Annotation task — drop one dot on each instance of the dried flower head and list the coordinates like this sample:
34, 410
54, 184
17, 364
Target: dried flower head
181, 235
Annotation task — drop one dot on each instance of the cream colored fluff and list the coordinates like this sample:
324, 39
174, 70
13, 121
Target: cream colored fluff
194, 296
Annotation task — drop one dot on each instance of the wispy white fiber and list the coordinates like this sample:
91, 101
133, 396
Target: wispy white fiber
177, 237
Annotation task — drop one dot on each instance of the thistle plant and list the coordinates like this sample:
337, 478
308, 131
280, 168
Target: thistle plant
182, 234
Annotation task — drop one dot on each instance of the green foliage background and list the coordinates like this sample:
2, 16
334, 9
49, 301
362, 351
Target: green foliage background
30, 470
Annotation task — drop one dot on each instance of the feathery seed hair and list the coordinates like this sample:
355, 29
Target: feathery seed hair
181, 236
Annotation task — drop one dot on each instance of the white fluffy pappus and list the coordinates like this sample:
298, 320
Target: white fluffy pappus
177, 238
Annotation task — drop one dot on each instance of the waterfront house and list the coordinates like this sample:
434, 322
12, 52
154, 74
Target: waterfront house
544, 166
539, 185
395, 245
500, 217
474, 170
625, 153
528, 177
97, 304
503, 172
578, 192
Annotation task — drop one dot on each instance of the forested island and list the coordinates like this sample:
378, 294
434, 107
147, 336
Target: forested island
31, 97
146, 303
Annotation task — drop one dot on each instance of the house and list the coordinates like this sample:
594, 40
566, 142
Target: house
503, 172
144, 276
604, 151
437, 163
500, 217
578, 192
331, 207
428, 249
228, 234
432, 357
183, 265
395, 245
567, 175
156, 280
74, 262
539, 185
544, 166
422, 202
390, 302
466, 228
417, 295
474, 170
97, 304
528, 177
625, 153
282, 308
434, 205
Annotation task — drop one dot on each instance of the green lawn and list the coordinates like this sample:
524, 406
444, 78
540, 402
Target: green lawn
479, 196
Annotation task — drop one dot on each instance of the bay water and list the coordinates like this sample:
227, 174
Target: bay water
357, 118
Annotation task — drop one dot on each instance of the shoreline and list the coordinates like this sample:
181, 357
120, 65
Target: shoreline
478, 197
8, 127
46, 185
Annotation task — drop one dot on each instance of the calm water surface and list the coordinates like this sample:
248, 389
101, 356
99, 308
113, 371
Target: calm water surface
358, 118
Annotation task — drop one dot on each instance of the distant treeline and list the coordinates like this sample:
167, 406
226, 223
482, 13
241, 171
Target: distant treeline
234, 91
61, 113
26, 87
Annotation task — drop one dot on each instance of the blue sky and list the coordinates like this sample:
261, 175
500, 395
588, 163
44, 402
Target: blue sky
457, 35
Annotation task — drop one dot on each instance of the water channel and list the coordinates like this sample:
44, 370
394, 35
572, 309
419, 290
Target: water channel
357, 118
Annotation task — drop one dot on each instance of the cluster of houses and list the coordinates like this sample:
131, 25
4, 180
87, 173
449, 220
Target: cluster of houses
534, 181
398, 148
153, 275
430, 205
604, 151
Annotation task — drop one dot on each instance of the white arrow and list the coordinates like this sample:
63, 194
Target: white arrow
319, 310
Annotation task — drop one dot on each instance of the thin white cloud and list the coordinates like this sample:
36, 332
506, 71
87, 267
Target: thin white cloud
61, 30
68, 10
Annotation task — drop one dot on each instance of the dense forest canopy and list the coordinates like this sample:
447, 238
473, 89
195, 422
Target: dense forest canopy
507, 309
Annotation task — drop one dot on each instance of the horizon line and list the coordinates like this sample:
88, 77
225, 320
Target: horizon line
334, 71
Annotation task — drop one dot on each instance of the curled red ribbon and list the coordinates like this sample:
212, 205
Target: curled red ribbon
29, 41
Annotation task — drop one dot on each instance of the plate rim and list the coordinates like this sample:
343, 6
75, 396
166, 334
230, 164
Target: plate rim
# # # # #
• _Problem requirements_
Copy every line again, from the line that has "the water channel" through the last line of the items, keeping all wording and sample coordinates unchanged. Multiply only the answer coordinates by 0.25 and round each to a whole number, with halves rounded up.

• _Result below_
Annotation task — drop one dot on each instance of the water channel and list the coordinates like this sample:
44, 370
394, 35
572, 309
419, 290
Target: water channel
89, 30
Annotation task — drop one dot on each instance of the cluster of houses and list the coordinates like this sample:
131, 25
4, 180
87, 173
449, 220
Target: cluster of houses
134, 45
100, 37
38, 69
108, 51
151, 38
Annotation task — drop one dot on each instance of the white arrow and list the coordinates like this sample:
63, 194
Target: white arrow
80, 78
Annotation task — drop one dot on each instance of the thin white cloud and list the coordinates like this sample:
36, 332
506, 71
87, 267
Target: thin white cloud
15, 8
17, 3
Annotation task — drop one dot on each instance of the dense forest canopy and list the coordinates like this sample:
447, 238
473, 89
195, 422
Target: dense forest canopy
127, 77
Annotation task — drop one dot on each instance of the horizon line and list the coordinates like this sample:
88, 77
225, 320
Target: horizon line
84, 18
Annotation task — drop one dot on each instance of the curled red ribbon and list the coordinates like this sample:
212, 205
Target: curled red ribbon
7, 10
Annotation task — drop one dot on each instance of the plate rim and list the coordinates like this sample:
343, 6
75, 396
166, 334
230, 164
Target: plate rim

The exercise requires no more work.